Exercise data:
++++++
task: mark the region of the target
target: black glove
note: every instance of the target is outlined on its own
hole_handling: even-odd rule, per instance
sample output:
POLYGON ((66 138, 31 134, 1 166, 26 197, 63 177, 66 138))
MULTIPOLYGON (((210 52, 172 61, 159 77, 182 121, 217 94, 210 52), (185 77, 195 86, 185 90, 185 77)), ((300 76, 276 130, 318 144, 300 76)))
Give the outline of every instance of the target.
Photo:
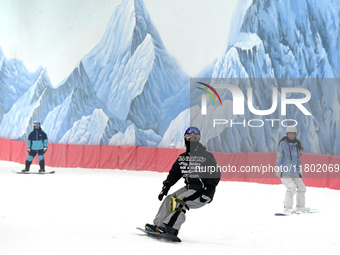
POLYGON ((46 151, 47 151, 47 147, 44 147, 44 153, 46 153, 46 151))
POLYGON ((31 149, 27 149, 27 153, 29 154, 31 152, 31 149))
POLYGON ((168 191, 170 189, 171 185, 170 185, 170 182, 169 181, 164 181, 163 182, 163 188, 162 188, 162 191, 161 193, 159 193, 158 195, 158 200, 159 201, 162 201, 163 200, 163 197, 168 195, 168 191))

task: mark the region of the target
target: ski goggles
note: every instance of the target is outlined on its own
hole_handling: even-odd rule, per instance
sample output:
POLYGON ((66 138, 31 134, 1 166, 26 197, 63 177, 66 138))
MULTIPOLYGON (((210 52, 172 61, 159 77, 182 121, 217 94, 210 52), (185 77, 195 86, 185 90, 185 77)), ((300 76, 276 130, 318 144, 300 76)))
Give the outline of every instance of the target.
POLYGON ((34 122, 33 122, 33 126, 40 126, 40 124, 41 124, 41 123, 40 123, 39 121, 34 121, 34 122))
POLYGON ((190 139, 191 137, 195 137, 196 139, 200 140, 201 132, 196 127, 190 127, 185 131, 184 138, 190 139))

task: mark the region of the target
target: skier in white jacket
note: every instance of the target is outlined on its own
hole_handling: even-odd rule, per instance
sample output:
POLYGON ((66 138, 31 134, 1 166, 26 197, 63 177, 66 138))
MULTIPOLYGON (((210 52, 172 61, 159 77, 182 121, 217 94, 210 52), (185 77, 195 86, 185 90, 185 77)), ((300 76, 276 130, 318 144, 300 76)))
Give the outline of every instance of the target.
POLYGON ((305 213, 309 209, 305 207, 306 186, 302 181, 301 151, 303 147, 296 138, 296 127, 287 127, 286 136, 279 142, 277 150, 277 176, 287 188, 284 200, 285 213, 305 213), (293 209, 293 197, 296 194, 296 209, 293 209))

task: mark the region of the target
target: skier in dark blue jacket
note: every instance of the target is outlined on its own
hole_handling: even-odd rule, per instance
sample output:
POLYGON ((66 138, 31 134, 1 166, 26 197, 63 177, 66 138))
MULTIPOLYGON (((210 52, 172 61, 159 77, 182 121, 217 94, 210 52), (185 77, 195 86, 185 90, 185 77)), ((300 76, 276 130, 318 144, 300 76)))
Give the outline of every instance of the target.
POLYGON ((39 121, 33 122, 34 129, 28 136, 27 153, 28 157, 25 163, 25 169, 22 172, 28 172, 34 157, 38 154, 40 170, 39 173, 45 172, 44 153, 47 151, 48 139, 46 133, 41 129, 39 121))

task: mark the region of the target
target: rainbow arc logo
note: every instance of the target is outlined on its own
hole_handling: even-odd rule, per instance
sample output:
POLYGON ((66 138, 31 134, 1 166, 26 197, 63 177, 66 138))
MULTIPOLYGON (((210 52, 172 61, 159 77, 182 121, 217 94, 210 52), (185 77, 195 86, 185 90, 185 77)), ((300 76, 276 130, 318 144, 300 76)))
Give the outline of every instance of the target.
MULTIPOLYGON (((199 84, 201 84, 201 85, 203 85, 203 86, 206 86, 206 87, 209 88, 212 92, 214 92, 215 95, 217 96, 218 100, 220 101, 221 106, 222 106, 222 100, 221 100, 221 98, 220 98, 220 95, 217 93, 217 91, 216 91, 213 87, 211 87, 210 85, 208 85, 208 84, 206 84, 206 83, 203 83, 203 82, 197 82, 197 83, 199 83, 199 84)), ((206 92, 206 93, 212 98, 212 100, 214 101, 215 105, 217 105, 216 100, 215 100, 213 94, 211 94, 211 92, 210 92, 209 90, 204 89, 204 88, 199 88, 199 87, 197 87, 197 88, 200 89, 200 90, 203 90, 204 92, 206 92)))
++++++
Wherever a picture appears in the data, please drop it and retype the rest exactly.

Answer space:
task: mark the region of the target
target: black glove
note: every instance of the target is outlined on its own
hole_handling: even-odd rule, per instance
sample output:
POLYGON ((66 138, 31 134, 1 166, 26 197, 63 177, 66 138))
MULTIPOLYGON (((210 52, 172 61, 159 77, 182 121, 217 94, 210 52), (185 77, 195 86, 185 90, 185 77)), ((300 76, 276 130, 318 144, 300 76)))
Give the outline of every instance of the target.
Photo:
POLYGON ((46 151, 47 151, 47 147, 44 147, 44 153, 46 153, 46 151))
POLYGON ((31 149, 27 149, 27 153, 29 154, 31 152, 31 149))
POLYGON ((168 191, 170 189, 171 185, 170 185, 170 182, 169 181, 164 181, 163 182, 163 188, 162 188, 162 191, 161 193, 159 193, 158 195, 158 200, 159 201, 162 201, 163 200, 163 197, 168 195, 168 191))

task: mark the region of the target
target: ski goggles
note: every instance of the target is outlined on its own
hole_handling: even-odd rule, per instance
sample output:
POLYGON ((66 138, 31 134, 1 166, 26 197, 63 177, 66 138))
MULTIPOLYGON (((210 52, 172 61, 159 77, 182 121, 217 94, 210 52), (185 77, 195 86, 185 90, 185 77)), ((300 76, 276 130, 318 144, 300 76)))
Give the outline of every instance of the target.
POLYGON ((34 122, 33 122, 33 126, 40 126, 40 124, 41 124, 41 123, 40 123, 39 121, 34 121, 34 122))
POLYGON ((190 139, 191 137, 195 137, 196 139, 200 140, 201 132, 196 127, 190 127, 185 131, 184 138, 190 139))

task: mark the region of the target
target: skier in white jacket
note: every instance of the target is outlined on its own
hole_handling: even-odd rule, per instance
sample output:
POLYGON ((66 138, 31 134, 1 166, 26 197, 63 177, 66 138))
MULTIPOLYGON (((210 52, 172 61, 159 77, 182 121, 217 94, 210 52), (185 77, 195 86, 185 90, 185 77)), ((300 76, 276 130, 318 144, 300 76)))
Give the outline of every instance of the target.
POLYGON ((305 213, 309 209, 305 207, 306 186, 302 181, 301 151, 303 147, 296 138, 296 127, 287 127, 286 136, 279 142, 277 150, 277 176, 287 188, 284 200, 285 213, 305 213), (293 209, 293 197, 296 194, 296 209, 293 209))

task: mark the region of the target
target: skier in dark blue jacket
note: every instance of the target is outlined on its own
hole_handling: even-odd rule, per instance
sample output:
POLYGON ((66 138, 31 134, 1 166, 26 197, 63 177, 66 138))
MULTIPOLYGON (((210 52, 172 61, 159 77, 182 121, 217 94, 210 52), (185 77, 195 86, 185 90, 185 77)), ((300 76, 276 130, 318 144, 300 76)))
Give the outline of every instance of the target.
POLYGON ((39 121, 33 122, 34 129, 28 136, 27 153, 28 157, 25 163, 25 169, 22 172, 28 172, 34 157, 38 154, 40 170, 39 173, 45 172, 44 153, 47 151, 48 139, 46 133, 41 129, 39 121))

task: mark the region of the target
target: rainbow arc logo
note: every instance of the target is outlined on its own
hole_handling: even-odd rule, per instance
sample output:
POLYGON ((66 138, 31 134, 1 166, 26 197, 63 177, 66 138))
MULTIPOLYGON (((210 52, 172 61, 159 77, 182 121, 217 94, 210 52), (185 77, 195 86, 185 90, 185 77)), ((300 76, 276 130, 318 144, 300 76)))
Give the outline of every instance of the target.
MULTIPOLYGON (((199 84, 201 84, 201 85, 203 85, 203 86, 206 86, 206 87, 209 88, 212 92, 214 92, 215 95, 217 96, 218 100, 220 101, 221 106, 222 106, 222 100, 221 100, 221 98, 220 98, 220 95, 217 93, 217 91, 216 91, 213 87, 211 87, 210 85, 208 85, 208 84, 206 84, 206 83, 203 83, 203 82, 197 82, 197 83, 199 83, 199 84)), ((206 92, 206 93, 212 98, 212 100, 214 101, 215 105, 217 105, 216 100, 215 100, 213 94, 211 94, 211 92, 210 92, 209 90, 204 89, 204 88, 199 88, 199 87, 197 87, 197 88, 200 89, 200 90, 203 90, 204 92, 206 92)))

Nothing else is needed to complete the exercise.